Data entries =>
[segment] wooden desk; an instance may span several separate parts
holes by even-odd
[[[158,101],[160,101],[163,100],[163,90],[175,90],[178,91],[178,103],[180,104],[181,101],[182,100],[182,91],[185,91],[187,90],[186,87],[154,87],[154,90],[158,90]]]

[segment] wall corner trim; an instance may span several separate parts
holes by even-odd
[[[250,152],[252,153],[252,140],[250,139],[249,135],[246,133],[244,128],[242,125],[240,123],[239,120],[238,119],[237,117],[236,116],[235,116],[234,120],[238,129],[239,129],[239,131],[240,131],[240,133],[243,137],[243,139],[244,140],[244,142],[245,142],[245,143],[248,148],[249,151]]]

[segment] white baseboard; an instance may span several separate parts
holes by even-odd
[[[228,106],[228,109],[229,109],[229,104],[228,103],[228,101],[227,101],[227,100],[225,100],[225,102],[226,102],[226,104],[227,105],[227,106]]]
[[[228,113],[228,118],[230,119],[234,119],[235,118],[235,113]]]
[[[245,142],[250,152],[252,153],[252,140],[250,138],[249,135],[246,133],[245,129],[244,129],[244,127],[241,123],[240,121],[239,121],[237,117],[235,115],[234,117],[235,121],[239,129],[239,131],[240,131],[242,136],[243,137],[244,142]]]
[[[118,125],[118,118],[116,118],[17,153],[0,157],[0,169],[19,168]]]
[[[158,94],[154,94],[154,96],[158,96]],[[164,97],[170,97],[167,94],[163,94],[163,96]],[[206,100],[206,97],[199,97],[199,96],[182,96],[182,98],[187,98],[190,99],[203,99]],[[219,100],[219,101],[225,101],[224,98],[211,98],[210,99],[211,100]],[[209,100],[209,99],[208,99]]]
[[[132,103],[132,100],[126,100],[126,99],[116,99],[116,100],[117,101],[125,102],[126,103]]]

What to work on => Reproduce the material above in full, substituting "skirting board" for "white baseboard" and leaving every other character unchanged.

In response =>
[segment] wooden desk; an instance may span several separate parts
holes by even-odd
[[[158,101],[160,101],[163,100],[163,90],[175,90],[178,91],[178,103],[180,104],[181,101],[182,100],[182,91],[185,91],[187,90],[186,87],[154,87],[154,90],[158,90]]]

[segment] wall corner trim; an instance may span several separate parts
holes by even-odd
[[[250,152],[252,153],[252,140],[250,139],[249,135],[246,133],[244,128],[242,125],[240,123],[239,120],[238,119],[237,117],[236,116],[235,116],[234,120],[238,129],[239,129],[239,131],[240,131],[240,133],[243,137],[243,139],[244,140],[244,142],[245,142],[245,143],[248,148],[249,151]]]

[segment] skirting board; an instance may span several separate parts
holes by even-odd
[[[228,106],[228,109],[229,109],[229,104],[228,103],[228,101],[227,101],[227,100],[225,100],[225,102],[226,102],[226,104],[227,105],[227,106]]]
[[[228,113],[228,118],[230,119],[234,119],[235,118],[235,113]]]
[[[245,142],[250,152],[252,153],[252,140],[250,138],[249,135],[246,133],[245,129],[244,129],[244,127],[241,123],[240,121],[239,121],[237,117],[235,115],[234,117],[235,121],[239,129],[239,131],[240,131],[242,136],[243,137],[244,142]]]
[[[118,125],[118,118],[116,118],[17,153],[0,157],[0,169],[19,168]]]
[[[158,94],[154,94],[154,96],[158,96]],[[164,97],[170,97],[167,94],[163,94],[163,96]],[[206,100],[206,97],[199,97],[199,96],[182,96],[182,98],[187,98],[190,99],[203,99]],[[219,100],[219,101],[225,101],[224,98],[211,98],[210,99],[211,100]],[[209,100],[209,99],[208,99]]]
[[[132,103],[132,100],[126,100],[126,99],[116,99],[116,100],[117,101],[125,102],[126,103]]]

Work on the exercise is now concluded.